* BEGIN *

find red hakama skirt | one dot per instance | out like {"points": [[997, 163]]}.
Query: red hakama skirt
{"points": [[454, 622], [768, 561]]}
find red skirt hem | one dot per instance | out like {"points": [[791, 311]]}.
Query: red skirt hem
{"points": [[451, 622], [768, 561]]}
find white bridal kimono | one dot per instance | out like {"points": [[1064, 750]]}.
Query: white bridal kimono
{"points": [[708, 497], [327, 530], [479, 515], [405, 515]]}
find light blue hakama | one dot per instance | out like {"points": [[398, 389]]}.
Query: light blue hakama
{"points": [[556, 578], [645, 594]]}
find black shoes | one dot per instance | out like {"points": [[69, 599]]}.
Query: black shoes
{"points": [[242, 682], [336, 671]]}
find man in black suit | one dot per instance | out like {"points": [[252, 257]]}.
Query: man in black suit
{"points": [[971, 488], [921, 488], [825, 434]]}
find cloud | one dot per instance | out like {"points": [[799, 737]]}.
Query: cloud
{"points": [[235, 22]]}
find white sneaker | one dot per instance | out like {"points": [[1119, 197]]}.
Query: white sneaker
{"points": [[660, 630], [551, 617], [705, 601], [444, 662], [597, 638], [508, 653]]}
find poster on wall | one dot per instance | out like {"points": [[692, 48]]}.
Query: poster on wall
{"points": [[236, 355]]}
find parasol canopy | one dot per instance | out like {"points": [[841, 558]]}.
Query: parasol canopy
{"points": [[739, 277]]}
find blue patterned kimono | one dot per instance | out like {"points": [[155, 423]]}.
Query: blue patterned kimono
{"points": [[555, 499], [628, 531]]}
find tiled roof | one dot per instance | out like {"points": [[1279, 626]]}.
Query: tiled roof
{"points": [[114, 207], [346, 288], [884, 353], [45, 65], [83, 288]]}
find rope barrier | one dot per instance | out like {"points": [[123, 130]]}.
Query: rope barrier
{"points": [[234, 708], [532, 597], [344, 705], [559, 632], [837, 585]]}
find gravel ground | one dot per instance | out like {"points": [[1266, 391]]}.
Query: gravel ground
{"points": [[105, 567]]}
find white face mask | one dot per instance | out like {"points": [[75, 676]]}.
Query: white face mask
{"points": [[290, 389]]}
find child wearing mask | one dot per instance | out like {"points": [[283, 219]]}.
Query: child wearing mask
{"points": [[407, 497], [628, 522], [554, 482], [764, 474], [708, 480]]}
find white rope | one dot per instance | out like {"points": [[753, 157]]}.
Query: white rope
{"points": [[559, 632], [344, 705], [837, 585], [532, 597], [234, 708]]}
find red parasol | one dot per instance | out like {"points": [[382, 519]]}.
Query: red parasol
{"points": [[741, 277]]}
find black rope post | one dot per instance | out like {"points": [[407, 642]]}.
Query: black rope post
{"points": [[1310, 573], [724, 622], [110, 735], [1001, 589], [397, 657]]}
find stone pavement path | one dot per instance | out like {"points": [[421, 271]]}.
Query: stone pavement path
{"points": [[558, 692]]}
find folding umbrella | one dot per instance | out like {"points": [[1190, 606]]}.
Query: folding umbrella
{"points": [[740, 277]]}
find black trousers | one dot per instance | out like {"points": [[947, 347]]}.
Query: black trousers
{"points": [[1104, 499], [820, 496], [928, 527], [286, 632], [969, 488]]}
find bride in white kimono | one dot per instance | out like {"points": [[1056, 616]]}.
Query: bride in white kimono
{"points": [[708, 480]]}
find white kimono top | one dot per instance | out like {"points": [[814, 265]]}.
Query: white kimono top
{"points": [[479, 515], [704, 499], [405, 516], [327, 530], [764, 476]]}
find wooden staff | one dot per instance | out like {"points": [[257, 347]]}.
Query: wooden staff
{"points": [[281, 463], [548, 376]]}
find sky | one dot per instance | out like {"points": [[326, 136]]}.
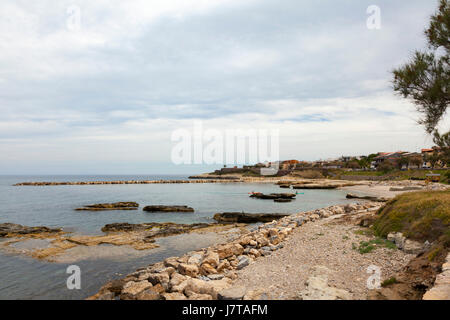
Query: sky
{"points": [[99, 87]]}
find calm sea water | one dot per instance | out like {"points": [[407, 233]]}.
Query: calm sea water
{"points": [[25, 278]]}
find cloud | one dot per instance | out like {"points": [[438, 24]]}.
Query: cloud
{"points": [[137, 70]]}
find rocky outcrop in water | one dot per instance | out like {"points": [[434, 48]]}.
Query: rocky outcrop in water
{"points": [[272, 196], [241, 217], [82, 183], [161, 208], [110, 206], [12, 229], [153, 228], [208, 274], [315, 186]]}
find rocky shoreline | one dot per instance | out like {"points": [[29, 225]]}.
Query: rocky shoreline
{"points": [[211, 273], [83, 183]]}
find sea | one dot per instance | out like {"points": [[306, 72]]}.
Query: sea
{"points": [[23, 277]]}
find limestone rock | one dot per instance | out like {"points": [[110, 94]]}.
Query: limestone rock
{"points": [[211, 258], [318, 289], [243, 262], [229, 250], [132, 289], [190, 270], [173, 296]]}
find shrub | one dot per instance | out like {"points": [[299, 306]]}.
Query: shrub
{"points": [[418, 215]]}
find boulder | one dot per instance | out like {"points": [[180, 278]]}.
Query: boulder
{"points": [[176, 279], [212, 258], [207, 269], [196, 258], [243, 261], [228, 250], [197, 296], [172, 262], [132, 289], [173, 296], [110, 206], [224, 265], [149, 294], [190, 270], [412, 247], [258, 294]]}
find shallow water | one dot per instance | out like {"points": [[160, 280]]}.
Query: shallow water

* END *

EXERCISE REQUIREMENTS →
Without the pictures, print the records in full, exactly as they appear.

CORRECT RESULT →
find red hakama skirt | one dot per instance | out like {"points": [[997, 163]]}.
Query: red hakama skirt
{"points": [[454, 622], [768, 561]]}
find red skirt hem | one dot per instance | out like {"points": [[791, 311]]}.
Query: red skirt hem
{"points": [[451, 622], [768, 561]]}
find white bridal kimono | one dot per instance | out like {"points": [[1064, 750]]}.
Query: white bridal kimono
{"points": [[708, 497], [327, 530], [479, 515], [405, 515]]}
find light blue hakama | one dot per instance | out like {"points": [[398, 389]]}.
Query: light blue hakama
{"points": [[556, 578], [645, 594]]}
find black shoes | one dot per instance | out like {"points": [[69, 599]]}.
Query: black shoes
{"points": [[242, 682], [336, 671]]}
find man in black suit | one dot per instance | out like {"points": [[252, 257]]}.
Query: man in black suit
{"points": [[971, 488], [921, 488], [825, 434]]}
find cloud | one dot per instance | out like {"points": [[799, 737]]}.
Query: cloud
{"points": [[235, 22]]}
find white sneaker | one dot per instance | out like {"points": [[1119, 197]]}.
Query: white sneaker
{"points": [[660, 630], [551, 617], [705, 601], [444, 662], [597, 638], [508, 653]]}
find poster on wall | one dot per instance | out like {"points": [[692, 48]]}.
Query: poster on wall
{"points": [[236, 355]]}
find parasol canopy | one dot per instance | out like {"points": [[841, 558]]}.
Query: parasol canopy
{"points": [[739, 277]]}
find blue patterned kimono | one dot per instance | out like {"points": [[155, 423]]}.
Query: blue patterned kimono
{"points": [[555, 499], [628, 531]]}
find tiled roof | one dot per instance | out like {"points": [[1279, 626]]}.
Query: tiled roof
{"points": [[114, 207], [346, 288], [884, 353], [45, 65], [83, 288]]}
find rope barrier | one dot per instance | out like {"points": [[123, 130]]}.
Query: rope barrier
{"points": [[234, 708], [532, 597], [344, 705], [559, 632], [837, 585]]}
find gravel ground | one dot per instance | out like {"points": [[1266, 391]]}.
Query: gravel ground
{"points": [[105, 567]]}
find white face mask | one dot per instance | out like {"points": [[75, 676]]}.
Query: white face mask
{"points": [[290, 389]]}
find child wearing mask | one dot per instance | out like {"points": [[283, 219]]}.
Query: child wearing mask
{"points": [[407, 497], [628, 522], [554, 482], [764, 474], [708, 480]]}
find white rope | one dot per instance | out like {"points": [[753, 157]]}.
Query: white rope
{"points": [[559, 632], [344, 705], [837, 585], [532, 597], [234, 708]]}
find red parasol | one dot per instance | out like {"points": [[382, 519]]}.
Query: red parasol
{"points": [[741, 277]]}
find black rope post | one dot per instance | out like {"points": [[407, 642]]}.
Query: black rope post
{"points": [[1310, 573], [724, 622], [110, 735], [1001, 589], [397, 657]]}
find stone pavement path | one dot per instance | out like {"points": [[421, 271]]}.
Query: stone pavement path
{"points": [[558, 692]]}
find folding umbrella | one dot per instance | out like {"points": [[1190, 606]]}.
Query: folding umbrella
{"points": [[740, 277]]}
find black trousers | one dot per instance | out like {"points": [[947, 347]]}.
Query: black trousers
{"points": [[1104, 499], [820, 496], [928, 527], [286, 632], [969, 488]]}
find bride in white kimono | one dot per instance | out like {"points": [[1056, 616]]}.
Query: bride in white kimono
{"points": [[708, 480]]}
find white kimono top | one dot per instance | out like {"points": [[814, 265]]}.
Query: white kimono top
{"points": [[479, 515], [704, 499], [405, 516], [327, 530], [764, 476]]}
find wooden staff | one dot per instance | out like {"points": [[257, 347]]}.
Query: wooden staff
{"points": [[281, 463], [548, 376]]}
find sky | one dot per instance | out like {"points": [[326, 136]]}.
Query: sky
{"points": [[99, 87]]}
find calm sea water | one dot per instance | out like {"points": [[407, 233]]}.
Query: calm sea water
{"points": [[25, 278]]}
find cloud | one dot per instance | out like {"points": [[438, 24]]}.
Query: cloud
{"points": [[137, 70]]}
find rocky outcrop in water | one dot per instance | out like {"points": [[434, 48]]}.
Query: rocky outcrop in water
{"points": [[272, 196], [241, 217], [82, 183], [161, 208], [110, 206], [12, 229], [153, 228], [208, 274], [315, 186]]}
find rocky shoreline | one dot per instance | out like {"points": [[29, 225]]}.
Query: rocky shoreline
{"points": [[211, 273], [83, 183]]}
find sea | one dot per instance | out like {"points": [[306, 72]]}.
Query: sea
{"points": [[23, 277]]}
find limestone rock | one dot per instance | out like {"points": [[110, 94]]}.
Query: limestone rock
{"points": [[211, 258], [318, 289], [243, 262], [229, 250], [132, 289], [190, 270], [173, 296]]}
find shrub | one dot per instance | out like {"points": [[299, 306]]}.
Query: shrub
{"points": [[418, 215]]}
find boulder | one dot per instance | out like {"points": [[180, 278]]}.
Query: boulder
{"points": [[176, 279], [212, 258], [207, 269], [196, 258], [243, 261], [228, 250], [197, 296], [172, 262], [132, 289], [173, 296], [110, 206], [224, 265], [149, 294], [190, 270], [412, 247], [258, 294]]}
find shallow water | one dot per instance | out like {"points": [[160, 280]]}.
Query: shallow water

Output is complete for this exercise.